** Start of RECORDS PROVIDED **
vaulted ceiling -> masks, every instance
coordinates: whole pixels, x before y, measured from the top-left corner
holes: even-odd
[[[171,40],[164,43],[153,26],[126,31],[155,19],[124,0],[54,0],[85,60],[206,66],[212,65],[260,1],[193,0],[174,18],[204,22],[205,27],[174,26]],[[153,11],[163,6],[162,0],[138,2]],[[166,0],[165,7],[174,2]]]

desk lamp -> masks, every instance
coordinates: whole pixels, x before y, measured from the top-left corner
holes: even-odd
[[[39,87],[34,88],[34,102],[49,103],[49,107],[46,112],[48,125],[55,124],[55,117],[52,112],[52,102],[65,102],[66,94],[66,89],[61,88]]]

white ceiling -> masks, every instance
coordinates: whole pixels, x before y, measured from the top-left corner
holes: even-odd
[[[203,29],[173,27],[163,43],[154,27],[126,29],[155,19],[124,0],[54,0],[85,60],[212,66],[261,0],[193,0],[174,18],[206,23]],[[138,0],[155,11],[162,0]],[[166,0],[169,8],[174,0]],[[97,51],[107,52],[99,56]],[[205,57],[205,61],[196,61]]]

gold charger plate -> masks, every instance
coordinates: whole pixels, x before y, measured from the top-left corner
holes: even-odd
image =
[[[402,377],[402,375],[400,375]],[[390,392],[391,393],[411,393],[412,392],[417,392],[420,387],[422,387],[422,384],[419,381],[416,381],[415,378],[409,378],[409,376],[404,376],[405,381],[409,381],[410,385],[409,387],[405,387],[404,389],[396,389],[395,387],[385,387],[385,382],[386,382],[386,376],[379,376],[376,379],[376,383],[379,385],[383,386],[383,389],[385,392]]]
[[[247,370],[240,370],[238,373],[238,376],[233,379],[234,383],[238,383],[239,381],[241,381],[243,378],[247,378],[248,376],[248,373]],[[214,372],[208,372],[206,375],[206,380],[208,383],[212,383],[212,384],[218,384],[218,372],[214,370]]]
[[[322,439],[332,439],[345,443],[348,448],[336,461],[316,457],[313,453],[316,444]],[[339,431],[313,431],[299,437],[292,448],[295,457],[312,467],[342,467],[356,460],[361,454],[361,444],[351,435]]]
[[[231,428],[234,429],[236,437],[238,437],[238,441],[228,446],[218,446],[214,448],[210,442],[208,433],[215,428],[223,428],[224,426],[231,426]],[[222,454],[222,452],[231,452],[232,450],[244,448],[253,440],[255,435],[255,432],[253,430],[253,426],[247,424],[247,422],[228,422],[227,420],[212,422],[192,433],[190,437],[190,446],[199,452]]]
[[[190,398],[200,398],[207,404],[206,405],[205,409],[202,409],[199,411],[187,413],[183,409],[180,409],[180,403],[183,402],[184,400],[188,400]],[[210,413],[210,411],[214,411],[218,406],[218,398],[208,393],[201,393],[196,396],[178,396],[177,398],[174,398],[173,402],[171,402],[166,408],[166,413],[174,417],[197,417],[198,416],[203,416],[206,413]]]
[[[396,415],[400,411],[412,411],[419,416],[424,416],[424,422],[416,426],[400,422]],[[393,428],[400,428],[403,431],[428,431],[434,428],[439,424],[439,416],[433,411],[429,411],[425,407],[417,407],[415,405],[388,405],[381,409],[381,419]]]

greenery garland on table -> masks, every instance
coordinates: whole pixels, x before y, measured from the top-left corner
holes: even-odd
** End of RECORDS PROVIDED **
_TASK OBJECTIVE_. Write out every line from the records above, word for word.

_WRITTEN ANSWER_.
vaulted ceiling -> masks, every instance
coordinates: whole pixels, x before y, measured from the top-left corner
holes: even-odd
[[[171,40],[164,43],[153,26],[126,31],[155,19],[124,0],[54,0],[85,60],[206,66],[212,65],[260,1],[193,0],[174,18],[204,22],[205,27],[174,26]],[[153,11],[163,6],[162,0],[138,2]],[[166,0],[165,7],[174,2]]]

desk lamp -> masks, every instance
coordinates: whole pixels, x before y, measured from the top-left corner
holes: even-odd
[[[39,87],[34,88],[34,102],[49,103],[49,107],[46,112],[48,125],[55,124],[55,117],[52,112],[52,102],[65,102],[66,94],[66,89],[61,88]]]

white ceiling -> masks, every instance
coordinates: whole pixels, x before y, measured from the top-left corner
holes: even-odd
[[[203,29],[173,27],[163,43],[154,27],[126,29],[155,19],[124,0],[54,0],[85,60],[212,66],[261,0],[193,0],[174,18],[206,23]],[[138,0],[155,11],[162,0]],[[166,0],[169,8],[174,0]],[[97,51],[107,52],[99,56]],[[205,57],[205,61],[196,61]]]

gold charger plate -> masks, every instance
coordinates: whole pixels, x before y, measured from the top-left corner
holes: even-odd
image =
[[[402,377],[402,375],[400,375]],[[390,392],[391,393],[411,393],[412,392],[417,392],[420,387],[422,387],[422,384],[419,381],[416,381],[415,378],[409,378],[409,376],[404,376],[405,381],[409,381],[410,385],[409,387],[405,387],[404,389],[396,389],[395,387],[385,387],[385,382],[386,382],[386,376],[379,376],[376,379],[376,383],[379,385],[383,386],[383,389],[385,392]]]
[[[247,370],[240,370],[238,373],[238,376],[233,379],[234,383],[238,383],[239,381],[241,381],[243,378],[247,378],[248,376],[248,373]],[[214,372],[208,372],[206,375],[206,380],[208,383],[212,383],[212,384],[218,384],[218,372],[214,370]]]
[[[322,439],[332,439],[345,443],[348,448],[336,461],[316,457],[313,453],[316,444]],[[339,431],[313,431],[299,437],[292,448],[295,457],[312,467],[342,467],[356,460],[361,454],[361,444],[351,435]]]
[[[231,428],[234,429],[236,437],[238,437],[238,441],[228,446],[218,446],[214,448],[210,442],[208,433],[215,428],[223,428],[224,426],[231,426]],[[222,454],[222,452],[231,452],[232,450],[244,448],[253,440],[255,435],[255,432],[253,430],[253,426],[247,424],[247,422],[228,422],[227,420],[212,422],[192,433],[190,437],[190,446],[199,452]]]
[[[190,398],[200,398],[207,404],[206,405],[205,409],[202,409],[199,411],[187,413],[183,409],[180,409],[180,403],[183,402],[184,400],[188,400]],[[210,413],[210,411],[214,411],[218,406],[218,398],[208,393],[201,393],[196,396],[178,396],[177,398],[174,398],[173,402],[171,402],[166,408],[166,413],[174,417],[197,417],[198,416],[203,416],[206,413]]]
[[[396,415],[400,411],[412,411],[419,416],[424,416],[424,422],[416,426],[400,422]],[[393,428],[400,428],[403,431],[428,431],[434,428],[439,424],[439,416],[433,411],[429,411],[425,407],[417,407],[415,405],[388,405],[381,409],[381,419]]]

greenery garland on table -> masks, every instance
coordinates: whole pixels, x before y, measured from the top-left corner
holes: even-odd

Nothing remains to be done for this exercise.